▶ [Exercise instructions]
Give back an exact copy of the entries beneath, minus the pictures.

▶ [Working data]
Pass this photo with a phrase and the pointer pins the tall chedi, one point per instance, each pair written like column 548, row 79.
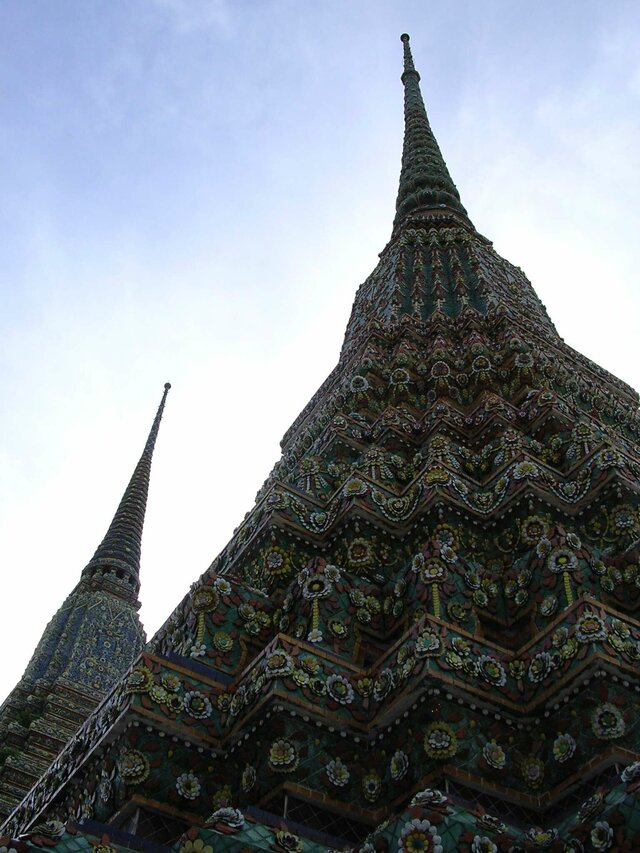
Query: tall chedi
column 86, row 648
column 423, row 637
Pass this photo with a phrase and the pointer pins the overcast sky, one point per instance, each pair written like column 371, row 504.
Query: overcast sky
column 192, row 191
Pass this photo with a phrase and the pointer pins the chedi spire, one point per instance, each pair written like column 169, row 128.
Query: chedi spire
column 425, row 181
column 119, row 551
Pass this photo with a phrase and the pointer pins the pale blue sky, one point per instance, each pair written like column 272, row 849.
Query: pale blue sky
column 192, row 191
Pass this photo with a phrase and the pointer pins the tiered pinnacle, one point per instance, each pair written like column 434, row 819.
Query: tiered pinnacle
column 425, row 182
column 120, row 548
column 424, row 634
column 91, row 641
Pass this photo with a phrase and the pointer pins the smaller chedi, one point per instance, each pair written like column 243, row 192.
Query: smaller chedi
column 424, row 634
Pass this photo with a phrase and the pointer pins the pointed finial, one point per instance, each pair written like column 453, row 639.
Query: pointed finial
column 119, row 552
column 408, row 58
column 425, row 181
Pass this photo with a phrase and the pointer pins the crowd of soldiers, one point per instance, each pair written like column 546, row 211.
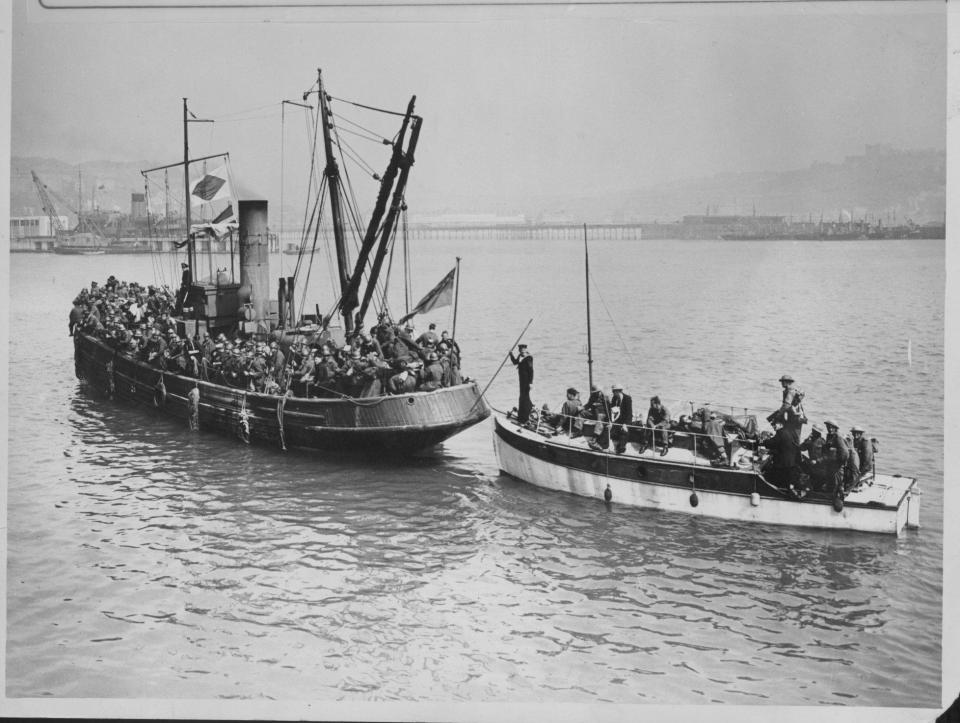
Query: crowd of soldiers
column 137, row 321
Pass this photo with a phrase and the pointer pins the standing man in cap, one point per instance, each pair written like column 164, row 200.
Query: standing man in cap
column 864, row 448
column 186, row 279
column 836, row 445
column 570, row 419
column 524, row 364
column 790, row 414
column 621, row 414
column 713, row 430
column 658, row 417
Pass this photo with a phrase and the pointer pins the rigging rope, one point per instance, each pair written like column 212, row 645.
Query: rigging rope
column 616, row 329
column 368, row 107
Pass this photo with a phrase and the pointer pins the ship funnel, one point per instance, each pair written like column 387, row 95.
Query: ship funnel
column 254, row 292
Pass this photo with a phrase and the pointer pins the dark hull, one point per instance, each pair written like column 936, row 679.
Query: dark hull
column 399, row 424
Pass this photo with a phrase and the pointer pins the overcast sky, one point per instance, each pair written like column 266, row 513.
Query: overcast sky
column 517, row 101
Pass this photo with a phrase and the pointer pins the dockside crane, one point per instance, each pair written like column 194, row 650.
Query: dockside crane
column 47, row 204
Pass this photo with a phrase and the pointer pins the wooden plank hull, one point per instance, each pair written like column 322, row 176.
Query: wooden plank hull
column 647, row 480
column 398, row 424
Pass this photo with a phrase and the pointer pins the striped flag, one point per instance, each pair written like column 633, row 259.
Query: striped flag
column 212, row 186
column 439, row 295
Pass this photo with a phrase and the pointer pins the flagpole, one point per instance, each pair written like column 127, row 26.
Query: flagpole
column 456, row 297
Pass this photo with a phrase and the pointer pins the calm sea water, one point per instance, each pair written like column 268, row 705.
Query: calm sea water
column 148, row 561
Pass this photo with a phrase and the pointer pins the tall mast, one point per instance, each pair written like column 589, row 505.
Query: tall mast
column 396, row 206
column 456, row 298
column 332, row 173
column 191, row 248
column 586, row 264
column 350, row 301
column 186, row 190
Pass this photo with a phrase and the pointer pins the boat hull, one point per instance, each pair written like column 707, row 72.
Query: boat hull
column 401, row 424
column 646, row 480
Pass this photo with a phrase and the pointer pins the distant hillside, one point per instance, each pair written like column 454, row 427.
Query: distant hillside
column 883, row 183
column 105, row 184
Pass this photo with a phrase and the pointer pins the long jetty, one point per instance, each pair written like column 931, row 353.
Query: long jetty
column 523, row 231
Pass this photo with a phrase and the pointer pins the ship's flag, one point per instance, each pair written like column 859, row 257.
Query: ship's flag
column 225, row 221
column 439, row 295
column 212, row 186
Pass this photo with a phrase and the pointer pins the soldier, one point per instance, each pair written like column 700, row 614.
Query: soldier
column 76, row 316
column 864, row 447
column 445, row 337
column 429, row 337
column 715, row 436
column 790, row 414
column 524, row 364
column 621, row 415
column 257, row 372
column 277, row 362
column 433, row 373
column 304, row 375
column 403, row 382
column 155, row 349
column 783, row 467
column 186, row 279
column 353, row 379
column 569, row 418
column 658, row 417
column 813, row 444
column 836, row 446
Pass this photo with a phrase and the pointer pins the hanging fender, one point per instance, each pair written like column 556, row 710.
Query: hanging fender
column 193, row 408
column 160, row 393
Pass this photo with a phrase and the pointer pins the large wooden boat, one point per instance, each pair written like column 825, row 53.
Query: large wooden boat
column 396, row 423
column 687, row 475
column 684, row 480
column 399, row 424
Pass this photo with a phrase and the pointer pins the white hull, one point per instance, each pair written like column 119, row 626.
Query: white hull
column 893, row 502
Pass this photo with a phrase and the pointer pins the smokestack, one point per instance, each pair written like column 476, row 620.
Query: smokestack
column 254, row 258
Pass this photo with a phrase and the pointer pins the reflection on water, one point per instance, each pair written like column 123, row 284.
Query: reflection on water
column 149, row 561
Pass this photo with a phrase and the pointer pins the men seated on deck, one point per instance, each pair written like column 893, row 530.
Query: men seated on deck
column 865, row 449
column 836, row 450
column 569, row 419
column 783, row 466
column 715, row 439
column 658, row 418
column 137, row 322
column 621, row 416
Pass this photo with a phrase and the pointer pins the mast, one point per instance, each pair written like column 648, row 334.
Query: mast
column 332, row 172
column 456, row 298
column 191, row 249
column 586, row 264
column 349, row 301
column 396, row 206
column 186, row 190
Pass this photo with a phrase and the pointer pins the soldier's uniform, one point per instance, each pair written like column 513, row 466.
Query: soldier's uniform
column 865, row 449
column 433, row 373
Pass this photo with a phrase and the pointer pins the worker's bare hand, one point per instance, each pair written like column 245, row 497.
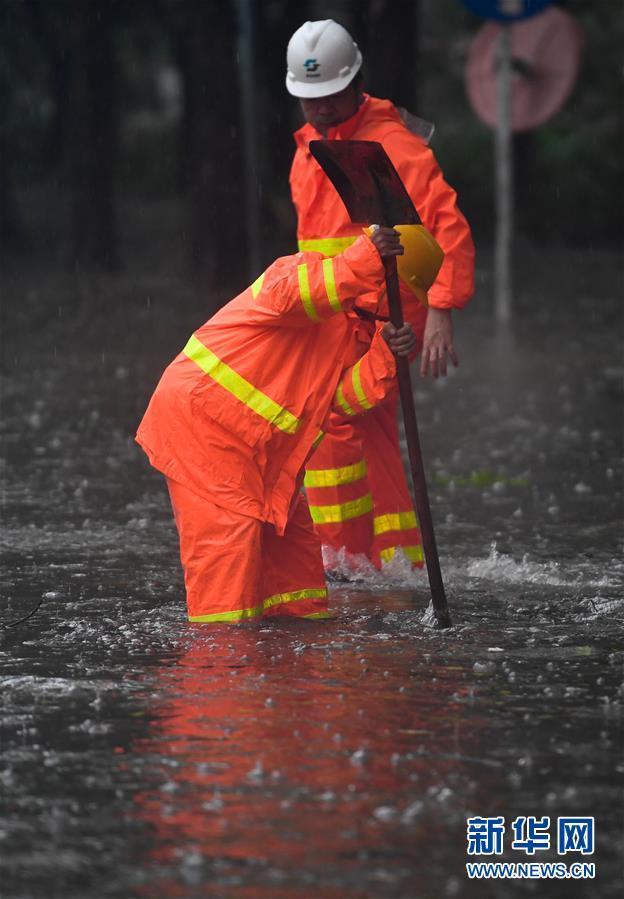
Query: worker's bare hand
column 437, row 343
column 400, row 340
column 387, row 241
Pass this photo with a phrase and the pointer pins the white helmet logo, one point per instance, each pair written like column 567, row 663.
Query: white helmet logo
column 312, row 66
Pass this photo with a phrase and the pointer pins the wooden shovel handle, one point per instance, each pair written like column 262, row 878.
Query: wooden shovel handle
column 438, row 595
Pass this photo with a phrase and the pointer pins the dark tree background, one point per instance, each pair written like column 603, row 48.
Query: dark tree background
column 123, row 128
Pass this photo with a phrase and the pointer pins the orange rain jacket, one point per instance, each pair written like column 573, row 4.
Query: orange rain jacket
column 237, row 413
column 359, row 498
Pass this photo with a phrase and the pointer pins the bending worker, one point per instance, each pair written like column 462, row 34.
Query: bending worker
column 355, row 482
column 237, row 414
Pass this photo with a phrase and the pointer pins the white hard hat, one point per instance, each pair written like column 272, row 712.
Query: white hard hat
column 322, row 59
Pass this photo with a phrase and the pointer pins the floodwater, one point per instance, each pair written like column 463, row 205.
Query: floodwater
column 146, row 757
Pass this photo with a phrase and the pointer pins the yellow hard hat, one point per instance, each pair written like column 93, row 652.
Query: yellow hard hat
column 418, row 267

▶ [Solution]
Pass this photo with a phrase and the pointer pins the tall chedi, one point per instance, each pair written like column 548, row 79.
Query: tall chedi
column 86, row 648
column 423, row 637
Pass this photo with a phrase and the pointer pins the overcast sky, one point per instance, each pair written like column 371, row 504.
Query: overcast sky
column 192, row 191
Pass this photo with a phrase and the pointer pins the chedi spire, one point per instance, each pair written like column 169, row 128.
Query: chedi spire
column 425, row 181
column 119, row 551
Pass this photo with a phrase and the pointer pins the pale blue sky, one point per instance, each pair written like column 272, row 849.
Query: pale blue sky
column 192, row 191
Pass this photo with a phrase and the pointer pins the tiered pinnacle, one point per instance, each pair written like column 434, row 819.
Query: tiered pinnacle
column 425, row 182
column 120, row 548
column 424, row 634
column 91, row 641
Pass this photo with a phrase and the pointer pins the smaller chedi, one point per instance, each pair written like column 243, row 192.
Query: smaller chedi
column 424, row 634
Pass this photo with a phrase and the pointer pins the pointed finial, one point per instance, each pair written like column 453, row 639.
Query: pointed finial
column 119, row 552
column 408, row 58
column 425, row 181
Pass this photo with a phrase and the pointer pins the crowd of soldiers, one point per instance, each pair written like column 546, row 211.
Query: crowd of soldiers
column 137, row 321
Pass this photo with a phrase and the pointer pins the standing man in cap, one point per instance, each pair written like column 164, row 200.
Query: standing man in cap
column 864, row 448
column 186, row 279
column 836, row 445
column 570, row 419
column 524, row 364
column 790, row 414
column 621, row 414
column 713, row 430
column 658, row 417
Pass this photo with a phrase and the pointer pins the rigging rope, one point per instance, each pair written like column 212, row 645.
Query: rigging rope
column 616, row 329
column 368, row 107
Pass this photo with a phrase and the pointer pins the ship funnel, one point per instance, each pair written like column 387, row 95.
Query: ship funnel
column 254, row 292
Pass this photo with a phrase and the pointer pins the dark hull, one point per instance, each pair written like column 936, row 679.
Query: dark hull
column 399, row 424
Pass this photo with a phrase and the pointer pins the overcast sky, one point per instance, each pair written like column 266, row 513.
Query: overcast sky
column 517, row 101
Pass this photo with a phrase and the pointer pins the dockside crane, one point per instance, each pair written like column 194, row 650.
Query: dockside crane
column 47, row 204
Pass this photo with a phrase and the pointer pins the wooden plank hull, one point per instance, each pair written like column 322, row 176.
Query: wooden plank hull
column 647, row 480
column 398, row 424
Pass this photo with a phrase and the pointer pins the striped flag, one point per instance, each pair written like column 633, row 259.
Query: striped flag
column 212, row 186
column 439, row 295
Pass this photo with a phrase and the pointer pins the flagpole, one point per instance, each pair written like column 127, row 26.
Query: flagpole
column 456, row 297
Pass this photo with a phrase and the pointer pins the calm sea water, one point per instance, each pair written like column 268, row 705.
Query: calm sea water
column 148, row 561
Pass this photo with a phrase and the pointer pins the tall mast, one point per instance, each pair written like column 589, row 505.
Query: tall mast
column 396, row 206
column 456, row 298
column 332, row 173
column 191, row 248
column 586, row 264
column 350, row 301
column 186, row 190
Pass this photo with a phrase and the pointer pins the boat hull, one point per instance, each pair written like column 707, row 72.
Query: boat hull
column 401, row 424
column 646, row 480
Pass this photo with a phrase and the pointer pins the distant hillside, one point per instance, each pair written like column 454, row 427.
Query: distant hillside
column 883, row 183
column 105, row 184
Pass this photo with a phrase and the pointer pins the long jetty, one point per instance, each pair written like column 931, row 353.
Query: long jetty
column 523, row 231
Pass this photo with a phrase and the pointer pins the ship's flag, one point per instance, each pair written like column 859, row 257.
Query: ship's flag
column 225, row 221
column 439, row 295
column 212, row 186
Pass this photo with a phrase and the pointer pins the soldier, one point per instance, each pair written like column 700, row 614.
Query: soldier
column 76, row 316
column 864, row 447
column 445, row 337
column 429, row 337
column 715, row 436
column 790, row 414
column 524, row 364
column 621, row 415
column 257, row 372
column 277, row 362
column 433, row 373
column 304, row 375
column 403, row 382
column 155, row 349
column 783, row 467
column 186, row 279
column 353, row 379
column 569, row 418
column 658, row 417
column 813, row 444
column 836, row 446
Pass this photo with a phrase and the pointer pins the hanging fender, one point per instance, each pair written like column 556, row 710.
Query: hanging fender
column 193, row 408
column 160, row 393
Pass this photo with a phrase and the pointer pins the large wooden boat, one point per instance, each pair written like column 825, row 53.
Query: large wooden boat
column 396, row 423
column 687, row 475
column 684, row 480
column 399, row 424
Pass this photo with a phrase and the pointer pins the white hull, one point per instance, each pair written like column 119, row 626.
Query: white hull
column 893, row 502
Pass this photo with a phrase and the pointer pins the smokestack, one point per instance, each pair written like column 476, row 620.
Query: smokestack
column 254, row 258
Pass this photo with a phrase and the pointer pins the reflection on water, one point per instance, each pair written like column 123, row 284.
Query: reflection on water
column 149, row 561
Pass this photo with a phrase and the pointer pins the men seated on deck, one point per instance, each pair written like column 893, row 530.
Query: men seated on deck
column 865, row 449
column 836, row 450
column 569, row 419
column 783, row 466
column 715, row 439
column 658, row 418
column 137, row 322
column 621, row 416
Pass this photo with a phrase and the pointer pins the mast, one point per instance, each pair written like column 648, row 334.
Query: mast
column 332, row 172
column 456, row 298
column 191, row 249
column 586, row 264
column 349, row 301
column 396, row 206
column 186, row 190
Pass this photo with a phrase and the pointer pins the soldier's uniform, one point per instance, each pair written like column 513, row 466.
Query: soldier's uniform
column 865, row 449
column 433, row 373
Pass this photo with a phrase and the pointer pins the worker's bare hand, one point per instance, each pair written like column 245, row 497.
Query: worker's bare hand
column 437, row 343
column 400, row 340
column 387, row 241
Pass this photo with a phrase and the pointer pins the white helmet logo, one point per instance, each pair written like column 567, row 663.
Query: white helmet logo
column 312, row 66
Pass this photo with a phrase and the pointer pins the wooden shovel handle, one point per instance, each pair written like column 262, row 878.
Query: wooden shovel handle
column 438, row 595
Pass this photo with a phrase and the pointer pins the dark tree background, one point per instance, each pair written like column 603, row 48.
Query: dark tree background
column 123, row 128
Pass this photo with a phrase and the pointer pins the orange rain jacket, one point per instance, each pair written like column 573, row 4.
Query: orange rain jacket
column 237, row 413
column 359, row 498
Pass this photo with a phrase and the pointer pins the bending worker, one point per instance, each pair written like column 462, row 34.
Query: bending worker
column 355, row 482
column 237, row 414
Pass this photo with a phrase and the pointer pins the white hard hat, one point per instance, each pair written like column 272, row 712.
Query: white hard hat
column 322, row 59
Pass this photo with a phrase and the pointer pins the floodwater, one point per instance, each pair written like column 463, row 205.
Query: floodwater
column 146, row 757
Pass this photo with a phrase and the pointer pins the yellow hard hat, one point per instance, each pair written like column 93, row 652.
Query: yellow hard hat
column 418, row 267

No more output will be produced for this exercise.